TRY IT: When you respond, restate each record exactly as it is given.

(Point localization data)
================

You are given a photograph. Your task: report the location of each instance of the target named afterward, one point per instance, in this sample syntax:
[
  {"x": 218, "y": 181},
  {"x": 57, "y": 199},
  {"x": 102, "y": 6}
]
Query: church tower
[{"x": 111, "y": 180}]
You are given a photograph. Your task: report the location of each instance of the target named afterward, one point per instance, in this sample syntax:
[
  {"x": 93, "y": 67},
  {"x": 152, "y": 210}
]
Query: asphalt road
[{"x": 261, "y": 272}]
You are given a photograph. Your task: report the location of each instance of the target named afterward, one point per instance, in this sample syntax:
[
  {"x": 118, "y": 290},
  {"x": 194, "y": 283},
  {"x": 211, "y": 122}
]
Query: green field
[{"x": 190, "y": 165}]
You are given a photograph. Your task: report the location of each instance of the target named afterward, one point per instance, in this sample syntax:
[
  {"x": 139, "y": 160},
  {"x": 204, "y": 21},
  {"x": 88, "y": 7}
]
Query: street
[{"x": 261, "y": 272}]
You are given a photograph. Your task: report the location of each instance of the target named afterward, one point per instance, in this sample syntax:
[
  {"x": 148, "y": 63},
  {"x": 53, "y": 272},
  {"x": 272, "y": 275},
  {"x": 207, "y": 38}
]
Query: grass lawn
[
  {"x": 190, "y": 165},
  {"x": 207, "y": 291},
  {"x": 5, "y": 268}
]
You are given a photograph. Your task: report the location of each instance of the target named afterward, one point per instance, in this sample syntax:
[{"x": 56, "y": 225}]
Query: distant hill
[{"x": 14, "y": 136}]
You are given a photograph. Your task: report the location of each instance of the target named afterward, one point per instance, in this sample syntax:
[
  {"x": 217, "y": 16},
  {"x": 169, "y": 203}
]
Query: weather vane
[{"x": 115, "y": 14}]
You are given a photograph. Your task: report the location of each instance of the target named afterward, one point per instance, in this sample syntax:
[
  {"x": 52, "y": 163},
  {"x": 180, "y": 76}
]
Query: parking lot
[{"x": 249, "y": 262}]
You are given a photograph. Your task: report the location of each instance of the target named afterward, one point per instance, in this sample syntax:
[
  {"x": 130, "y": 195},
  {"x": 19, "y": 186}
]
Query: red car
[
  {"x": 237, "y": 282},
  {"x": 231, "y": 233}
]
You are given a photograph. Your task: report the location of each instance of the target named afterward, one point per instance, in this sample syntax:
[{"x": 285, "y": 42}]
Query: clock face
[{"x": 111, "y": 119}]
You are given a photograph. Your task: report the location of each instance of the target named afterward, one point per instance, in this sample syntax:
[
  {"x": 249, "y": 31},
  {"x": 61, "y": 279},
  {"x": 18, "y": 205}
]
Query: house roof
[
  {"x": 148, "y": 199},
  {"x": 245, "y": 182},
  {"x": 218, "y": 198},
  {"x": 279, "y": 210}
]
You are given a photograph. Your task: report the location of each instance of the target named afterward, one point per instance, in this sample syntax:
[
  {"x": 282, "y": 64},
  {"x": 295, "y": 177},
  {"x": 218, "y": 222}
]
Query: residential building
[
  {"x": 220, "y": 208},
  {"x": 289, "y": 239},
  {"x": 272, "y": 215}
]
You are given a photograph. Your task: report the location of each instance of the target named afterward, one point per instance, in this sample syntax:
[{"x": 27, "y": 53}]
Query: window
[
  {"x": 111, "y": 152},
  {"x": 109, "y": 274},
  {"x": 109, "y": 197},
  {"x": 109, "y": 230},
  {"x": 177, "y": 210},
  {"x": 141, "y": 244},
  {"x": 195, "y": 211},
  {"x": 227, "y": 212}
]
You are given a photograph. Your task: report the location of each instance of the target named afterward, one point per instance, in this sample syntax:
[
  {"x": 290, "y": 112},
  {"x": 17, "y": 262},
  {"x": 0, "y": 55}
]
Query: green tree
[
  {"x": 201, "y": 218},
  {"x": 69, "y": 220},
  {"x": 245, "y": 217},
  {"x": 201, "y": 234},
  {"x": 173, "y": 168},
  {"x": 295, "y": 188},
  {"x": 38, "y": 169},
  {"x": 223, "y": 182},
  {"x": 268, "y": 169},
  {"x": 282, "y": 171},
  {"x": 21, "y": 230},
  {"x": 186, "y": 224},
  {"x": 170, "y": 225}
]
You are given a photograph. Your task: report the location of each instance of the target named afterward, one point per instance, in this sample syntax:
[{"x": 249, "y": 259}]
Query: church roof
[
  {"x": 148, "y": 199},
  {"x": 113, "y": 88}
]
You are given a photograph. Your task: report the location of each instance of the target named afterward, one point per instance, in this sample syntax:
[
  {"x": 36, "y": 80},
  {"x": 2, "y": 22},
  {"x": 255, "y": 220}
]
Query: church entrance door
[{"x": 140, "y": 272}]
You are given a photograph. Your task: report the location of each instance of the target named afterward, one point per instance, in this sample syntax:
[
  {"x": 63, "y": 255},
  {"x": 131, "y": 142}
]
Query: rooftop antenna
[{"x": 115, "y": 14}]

================

REPLY TO THE EXERCISE:
You are given a photograph. Your task: report the location of each instance of the target named afterward, one point per instance, in this sample syntax:
[
  {"x": 218, "y": 181},
  {"x": 57, "y": 199},
  {"x": 102, "y": 6}
]
Query: church tower
[{"x": 111, "y": 180}]
You are given a photograph. Your task: report the location of each instance of the target named afterward, one point per instance, in this sample syntax:
[
  {"x": 93, "y": 67},
  {"x": 152, "y": 210}
]
Query: asphalt road
[{"x": 261, "y": 272}]
You are given a photograph. Your task: report the location of each instance of the target named afterward, one point per instance, in this sample syntax:
[
  {"x": 118, "y": 290},
  {"x": 194, "y": 283},
  {"x": 211, "y": 122}
]
Query: green field
[{"x": 190, "y": 165}]
You are given a photograph. Your task: report the location of each instance of the target named afterward, one point per instance, in this sample syntax:
[
  {"x": 139, "y": 160},
  {"x": 204, "y": 21},
  {"x": 88, "y": 7}
]
Query: street
[{"x": 261, "y": 272}]
You are given a photograph. Your task: report the location of each instance of the target named afterward, one point per instance, in this sample syntax:
[
  {"x": 148, "y": 63},
  {"x": 53, "y": 272},
  {"x": 272, "y": 275},
  {"x": 207, "y": 38}
]
Query: grass lawn
[
  {"x": 190, "y": 165},
  {"x": 207, "y": 291},
  {"x": 5, "y": 268}
]
You are given a photograph. Your task: report the location of each instance of the target named afterward, one point per instance, in this sample syntax:
[{"x": 56, "y": 225}]
Query: distant hill
[{"x": 14, "y": 136}]
You are given a photograph. Your task: report the location of each instance of the target named afterward, one point per instance, in this sample syntax:
[
  {"x": 217, "y": 16},
  {"x": 169, "y": 203}
]
Query: weather vane
[{"x": 115, "y": 14}]
You are given a photograph. Your task: report the location of each instance of the target named afterward, one point per instance, in this sample syntax:
[
  {"x": 52, "y": 163},
  {"x": 180, "y": 76}
]
Query: parking lot
[{"x": 249, "y": 262}]
You are given a photograph. Your task: report the location of each instance of the target named afterward, one point per instance, in this sample syntax:
[
  {"x": 130, "y": 195},
  {"x": 19, "y": 186}
]
Query: red car
[
  {"x": 237, "y": 282},
  {"x": 231, "y": 233}
]
You are given a photograph. Your task: report the location of each instance of the target named afterward, one point per instance, in this sample syntax:
[{"x": 285, "y": 42}]
Query: clock face
[{"x": 111, "y": 119}]
You are given a photograph. Your task: report the location of each instance of the target named afterward, one point per instance, in this sample syntax:
[
  {"x": 249, "y": 31},
  {"x": 61, "y": 279},
  {"x": 18, "y": 205}
]
Query: house roof
[
  {"x": 148, "y": 199},
  {"x": 245, "y": 182},
  {"x": 218, "y": 198},
  {"x": 279, "y": 210}
]
You are given a photograph. Your task: report the location of each instance of the target named afterward, one point per instance, in this sample syntax:
[
  {"x": 282, "y": 64},
  {"x": 295, "y": 177},
  {"x": 218, "y": 222}
]
Query: residential building
[
  {"x": 220, "y": 208},
  {"x": 289, "y": 239},
  {"x": 272, "y": 215}
]
You are given a photograph. Your task: report the location of each instance of the target named afterward, one point per instance, in this sample syntax:
[{"x": 27, "y": 53}]
Query: window
[
  {"x": 111, "y": 152},
  {"x": 109, "y": 274},
  {"x": 109, "y": 197},
  {"x": 109, "y": 230},
  {"x": 177, "y": 210},
  {"x": 141, "y": 244},
  {"x": 195, "y": 211},
  {"x": 227, "y": 212}
]
You are given a photograph. Your task: report the location of each instance of the target named afterward, one point per instance, in this sample syntax:
[
  {"x": 290, "y": 112},
  {"x": 17, "y": 262},
  {"x": 0, "y": 55}
]
Query: green tree
[
  {"x": 201, "y": 218},
  {"x": 69, "y": 220},
  {"x": 245, "y": 217},
  {"x": 201, "y": 234},
  {"x": 173, "y": 168},
  {"x": 295, "y": 188},
  {"x": 38, "y": 169},
  {"x": 223, "y": 182},
  {"x": 268, "y": 169},
  {"x": 282, "y": 171},
  {"x": 21, "y": 230},
  {"x": 186, "y": 224},
  {"x": 170, "y": 225}
]
You are given a photograph. Your task: report the location of each instance of the target named afterward, one point per instance, in this sample syntax:
[{"x": 249, "y": 259}]
Query: church roof
[
  {"x": 148, "y": 199},
  {"x": 113, "y": 88}
]
You are given a photograph. Your task: report the location of each instance of the target named afterward, one point per instance, in this sample syntax:
[
  {"x": 36, "y": 80},
  {"x": 2, "y": 22},
  {"x": 255, "y": 220}
]
Query: church entrance door
[{"x": 140, "y": 272}]
You are given a photograph. Your task: report the location of each instance of the target named afterward, one point per instance, in this sample syntax:
[
  {"x": 63, "y": 255},
  {"x": 131, "y": 142}
]
Query: rooftop antenna
[{"x": 115, "y": 14}]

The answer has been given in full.